# Just another wider wheels thread...



## Oleg (Aug 10, 2006)

I am a recent crossover from the imports scene (350z). The wheels I used to run on my car were 18' 275(f) and 295(r). I with the GTO I am going to run
17's, maybe even 16's if that would help with the fitment issues.
How close to that setup can I come with the GTO with minimal bodywork? I have no intention of ever lowering the car, BTW...
Any infor on brands, sizes, offsets, etc would be greatly appreciated.

Also, it seems that the chrome is the norm around here, I actually hate it. Are there are lightweigh forged wheels that are in a flat black finish?

Thank you.


----------



## 86Noel (Aug 9, 2006)

## Stored rows
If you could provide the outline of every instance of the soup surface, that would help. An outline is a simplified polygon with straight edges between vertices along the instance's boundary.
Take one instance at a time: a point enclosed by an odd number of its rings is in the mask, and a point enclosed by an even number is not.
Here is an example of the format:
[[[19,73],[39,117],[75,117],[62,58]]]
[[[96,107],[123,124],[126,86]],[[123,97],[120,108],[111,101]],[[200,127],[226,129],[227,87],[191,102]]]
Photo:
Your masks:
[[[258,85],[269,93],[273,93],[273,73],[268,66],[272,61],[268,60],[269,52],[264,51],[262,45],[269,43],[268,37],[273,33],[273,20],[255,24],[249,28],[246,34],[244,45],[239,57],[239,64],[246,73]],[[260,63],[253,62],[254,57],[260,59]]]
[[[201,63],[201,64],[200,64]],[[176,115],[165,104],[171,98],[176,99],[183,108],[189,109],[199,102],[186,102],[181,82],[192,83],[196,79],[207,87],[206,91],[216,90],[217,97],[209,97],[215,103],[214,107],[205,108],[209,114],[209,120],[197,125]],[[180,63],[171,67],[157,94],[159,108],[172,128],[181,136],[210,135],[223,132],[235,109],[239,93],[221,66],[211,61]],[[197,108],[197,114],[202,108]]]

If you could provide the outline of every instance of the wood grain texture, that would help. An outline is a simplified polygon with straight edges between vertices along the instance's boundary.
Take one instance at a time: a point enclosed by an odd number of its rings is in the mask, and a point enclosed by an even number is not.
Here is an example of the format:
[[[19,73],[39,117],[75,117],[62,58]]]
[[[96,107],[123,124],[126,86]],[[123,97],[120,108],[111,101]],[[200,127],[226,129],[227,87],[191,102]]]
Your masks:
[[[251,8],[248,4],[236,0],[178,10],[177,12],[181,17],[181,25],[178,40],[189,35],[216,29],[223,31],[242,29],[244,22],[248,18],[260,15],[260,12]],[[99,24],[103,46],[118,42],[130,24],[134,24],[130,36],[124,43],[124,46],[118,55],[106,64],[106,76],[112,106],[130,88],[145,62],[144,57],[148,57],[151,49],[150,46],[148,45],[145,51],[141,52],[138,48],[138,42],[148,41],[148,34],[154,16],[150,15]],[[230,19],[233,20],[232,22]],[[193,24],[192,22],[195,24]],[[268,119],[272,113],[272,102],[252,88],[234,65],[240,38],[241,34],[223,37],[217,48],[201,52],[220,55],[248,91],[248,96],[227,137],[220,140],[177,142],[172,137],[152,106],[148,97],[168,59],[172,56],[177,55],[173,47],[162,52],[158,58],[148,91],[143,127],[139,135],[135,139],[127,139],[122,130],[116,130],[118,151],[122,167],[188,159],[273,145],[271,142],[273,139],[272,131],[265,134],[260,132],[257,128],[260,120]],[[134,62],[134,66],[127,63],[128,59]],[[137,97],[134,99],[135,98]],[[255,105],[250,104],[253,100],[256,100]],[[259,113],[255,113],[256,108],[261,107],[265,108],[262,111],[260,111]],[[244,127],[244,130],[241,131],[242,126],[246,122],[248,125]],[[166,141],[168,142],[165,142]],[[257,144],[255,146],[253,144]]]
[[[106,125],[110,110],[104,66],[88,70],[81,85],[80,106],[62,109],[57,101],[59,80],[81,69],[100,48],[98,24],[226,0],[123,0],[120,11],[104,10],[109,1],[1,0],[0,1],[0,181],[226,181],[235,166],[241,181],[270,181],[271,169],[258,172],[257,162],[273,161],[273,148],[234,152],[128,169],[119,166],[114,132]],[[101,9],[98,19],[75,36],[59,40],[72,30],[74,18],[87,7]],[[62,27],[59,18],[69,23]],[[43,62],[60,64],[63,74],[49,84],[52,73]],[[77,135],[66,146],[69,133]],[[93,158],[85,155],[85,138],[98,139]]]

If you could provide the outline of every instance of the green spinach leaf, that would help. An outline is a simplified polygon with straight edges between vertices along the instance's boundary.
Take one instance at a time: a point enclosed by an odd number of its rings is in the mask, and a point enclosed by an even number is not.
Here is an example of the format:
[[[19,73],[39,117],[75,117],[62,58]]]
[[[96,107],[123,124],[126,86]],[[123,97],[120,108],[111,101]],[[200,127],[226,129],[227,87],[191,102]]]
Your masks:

## Goal of the exercise
Continue the forum thread about fitting wider wheels on a GTO from the point where it stops.

## Reply to the task
I posted these on another thread, but it seems that people don't like them because they are "import" wheels. You should know what they are. The are JLines. They can make custom PCD and everything. Just paint them flat black yourself.


----------



## Oleg (Aug 10, 2006)

http://www.billetwheel.com/cgi/wheels.cgi?cmd=show_image&path=Forged_Multi-Piece_Series&img=9&tn=1

I was thinking this set with a flat black powdercoat wrapped in BFG KD...


----------



## 86Noel (Aug 9, 2006)

Those look sick as hell. They might come in an offset that will be flush to the opening. I have yet to see some one on here to do that.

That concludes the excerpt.